**Problems to work on**
• A. According to the news article on post-combat stress, when is the new program to be launched?
• B. In the news article on post-combat stress, rename "National Guard" as "State Guard" and write out the passage starting with "A new U.S. military" and going on through "Dr. William Winkenwerder.".
• C. Do these statements agree with the news article on post-combat stress? For each, answer yes or no and quote the deciding words. (i) Winkenwerder is an internist. (ii) The budget provided extra funding for the expanded mental health initiative. (iii) The assessment appointment takes place two to five months after return.

**Selected extract**
· · · · ·

Medical professionals will try
to spot signs of post-combat stress

A new U.S. military policy to help soldiers returning from Middle East combat zones get treatment for post-traumatic stress disorders was described here yesterday by a top Department of Defense official.

National Guard and Reserve members as well as the regular military forces will be required to have a "face-to-face interaction with a medical professional" under the program, said Dr. William Winkenwerder.

The assistant secretary of defense for health affairs met with Pacific Command officials and was to leave today for Indonesia to visit the Navy hospital ship Mercy, which is providing medical aid to victims of the Dec. 26 tsunamis.

He said Army research found that one out of every six soldiers returns with problems such as "bad dreams, not sleeping well, change in diet, easily angered, depressed, difficulty in relationships, just feeling like a fish out of water."

Returning combatants will be tracked for months in the program to be launched in April throughout the U.S. armed forces. It expands the current health assessments that are done before deployment and just after military members return.

"We found at time of return, 3 to 4 percent of service members indicated they had a mental health concern or problem," said Winkenwerder.

"We learned from some studies conducted by the Army that, if you confidentially ask people in two or three months how they are doing or if they are having stress, depression, adjustment problems, the number rose as high as 17 percent."

The new policy arose from a survey of Europe-based soldiers in the 1st Armored Division returning from Iraq and another study at the Army's Walter Reed Research Institute, which was published in the New England Journal of Medicine last year, he said.

Winkenwerder said all military members will be required to complete a questionnaire about their health and to have the assessment appointment from two to five months after their return from Iraq and Afghanistan.

He said existing military hospitals and clinics are sufficient to handle the expanded mental health initiative, and no extra funding was provided in the budget. Members of the National Guard and Reserves will have six months of military health coverage after their demobilization under a law passed last year, he said. They are eligible for two years of Veterans Administration benefits if they serve in a combat theater.

"It's fair to say that just about everybody feels some level of adjustment" when they return from deployment, said Winkenwerder, an internist who worked in the public health field before appointment to the Department of Defense three years ago. "We certainly want to prevent people from turning to drugs or alcohol or other things to try and suppress these feelings."

· · · · ·

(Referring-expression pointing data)
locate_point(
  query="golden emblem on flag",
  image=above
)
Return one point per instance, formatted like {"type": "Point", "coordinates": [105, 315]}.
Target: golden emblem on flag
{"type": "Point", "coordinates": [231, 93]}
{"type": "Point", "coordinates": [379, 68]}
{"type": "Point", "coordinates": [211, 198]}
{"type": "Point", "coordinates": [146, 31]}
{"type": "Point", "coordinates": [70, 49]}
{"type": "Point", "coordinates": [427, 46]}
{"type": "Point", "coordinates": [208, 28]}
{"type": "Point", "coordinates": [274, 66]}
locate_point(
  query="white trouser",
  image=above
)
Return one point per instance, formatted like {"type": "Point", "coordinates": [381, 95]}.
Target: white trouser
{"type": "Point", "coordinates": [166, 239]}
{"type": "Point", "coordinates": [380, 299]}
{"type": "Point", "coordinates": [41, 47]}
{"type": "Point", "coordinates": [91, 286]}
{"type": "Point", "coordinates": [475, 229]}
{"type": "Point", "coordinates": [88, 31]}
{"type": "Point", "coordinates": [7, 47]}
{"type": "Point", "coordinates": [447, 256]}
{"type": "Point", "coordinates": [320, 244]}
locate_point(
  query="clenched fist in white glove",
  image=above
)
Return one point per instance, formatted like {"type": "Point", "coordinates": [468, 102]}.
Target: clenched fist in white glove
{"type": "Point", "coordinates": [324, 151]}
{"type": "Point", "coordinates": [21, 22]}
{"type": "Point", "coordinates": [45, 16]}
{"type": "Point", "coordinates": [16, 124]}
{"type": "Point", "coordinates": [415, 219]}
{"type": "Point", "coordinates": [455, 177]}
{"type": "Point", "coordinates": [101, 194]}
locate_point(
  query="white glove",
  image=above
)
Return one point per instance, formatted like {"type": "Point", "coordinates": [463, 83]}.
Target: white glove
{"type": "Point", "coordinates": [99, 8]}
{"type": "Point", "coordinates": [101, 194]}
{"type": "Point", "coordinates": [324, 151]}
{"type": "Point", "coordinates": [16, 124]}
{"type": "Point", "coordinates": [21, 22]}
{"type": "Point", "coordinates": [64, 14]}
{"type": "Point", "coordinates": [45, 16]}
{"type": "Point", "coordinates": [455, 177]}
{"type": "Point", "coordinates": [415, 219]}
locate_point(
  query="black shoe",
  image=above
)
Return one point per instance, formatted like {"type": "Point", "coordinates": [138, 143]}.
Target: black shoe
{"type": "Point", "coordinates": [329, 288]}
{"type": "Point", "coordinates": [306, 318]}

· · · · ·

**Set of answers**
• A. It is to be launched in April throughout the U.S. armed forces.

• B.
A new U.S. military policy to help soldiers returning from Middle East combat zones get treatment for post-traumatic stress disorders was described here yesterday by a top Department of Defense official.

State Guard and Reserve members as well as the regular military forces will be required to have a "face-to-face interaction with a medical professional" under the program, said Dr. William Winkenwerder.

• C.
(i) Yes: "an internist who worked in the public health field"
(ii) No: "no extra funding was provided in the budget"
(iii) Yes: "from two to five months after their return from Iraq and Afghanistan"